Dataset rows

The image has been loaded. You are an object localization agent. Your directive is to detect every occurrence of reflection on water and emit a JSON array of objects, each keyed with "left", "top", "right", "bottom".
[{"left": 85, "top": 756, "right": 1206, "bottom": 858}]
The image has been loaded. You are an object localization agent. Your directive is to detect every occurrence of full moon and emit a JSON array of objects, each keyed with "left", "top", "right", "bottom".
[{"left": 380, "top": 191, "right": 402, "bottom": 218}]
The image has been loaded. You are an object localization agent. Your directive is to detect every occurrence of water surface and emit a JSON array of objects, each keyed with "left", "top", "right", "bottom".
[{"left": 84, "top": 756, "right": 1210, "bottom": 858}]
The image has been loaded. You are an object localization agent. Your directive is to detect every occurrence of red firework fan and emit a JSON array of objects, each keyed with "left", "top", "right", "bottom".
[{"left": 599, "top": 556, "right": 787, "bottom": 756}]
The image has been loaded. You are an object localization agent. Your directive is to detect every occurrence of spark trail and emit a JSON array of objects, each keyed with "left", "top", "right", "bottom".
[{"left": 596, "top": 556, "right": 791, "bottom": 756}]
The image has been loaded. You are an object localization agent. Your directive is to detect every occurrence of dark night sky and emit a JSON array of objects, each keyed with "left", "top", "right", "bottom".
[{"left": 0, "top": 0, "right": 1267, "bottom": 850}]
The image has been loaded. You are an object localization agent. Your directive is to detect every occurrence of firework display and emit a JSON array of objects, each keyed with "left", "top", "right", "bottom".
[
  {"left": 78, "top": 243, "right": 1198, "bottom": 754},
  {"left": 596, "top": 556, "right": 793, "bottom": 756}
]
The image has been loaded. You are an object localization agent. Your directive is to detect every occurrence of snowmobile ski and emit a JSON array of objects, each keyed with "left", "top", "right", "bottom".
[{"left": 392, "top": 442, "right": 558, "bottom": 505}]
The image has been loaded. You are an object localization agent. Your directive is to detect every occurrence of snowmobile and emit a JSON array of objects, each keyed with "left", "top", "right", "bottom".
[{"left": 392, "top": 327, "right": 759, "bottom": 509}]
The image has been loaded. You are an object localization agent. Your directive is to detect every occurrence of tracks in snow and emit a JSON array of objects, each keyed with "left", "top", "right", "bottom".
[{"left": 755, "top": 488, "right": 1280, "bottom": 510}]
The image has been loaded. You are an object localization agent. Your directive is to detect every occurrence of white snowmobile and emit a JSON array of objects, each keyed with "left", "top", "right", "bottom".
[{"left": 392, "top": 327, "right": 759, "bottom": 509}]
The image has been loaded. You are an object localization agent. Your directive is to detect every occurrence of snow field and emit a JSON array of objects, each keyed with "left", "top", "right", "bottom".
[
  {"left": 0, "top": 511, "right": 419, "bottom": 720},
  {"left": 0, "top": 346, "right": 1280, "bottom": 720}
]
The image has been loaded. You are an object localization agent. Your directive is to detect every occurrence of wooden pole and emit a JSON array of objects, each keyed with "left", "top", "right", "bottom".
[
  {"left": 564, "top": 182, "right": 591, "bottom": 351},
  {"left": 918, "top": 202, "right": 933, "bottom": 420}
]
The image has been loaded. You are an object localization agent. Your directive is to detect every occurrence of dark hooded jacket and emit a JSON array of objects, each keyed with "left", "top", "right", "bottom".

## What you should do
Find every line in the records that contains the string "spark", matching case exactly, and copy each one.

## Task output
The image has been loaded. You are an object localization agent. Your directive is to detect every occurrence of spark trail and emit a JSON array of objects, each keyed with "left", "top", "right", "bottom".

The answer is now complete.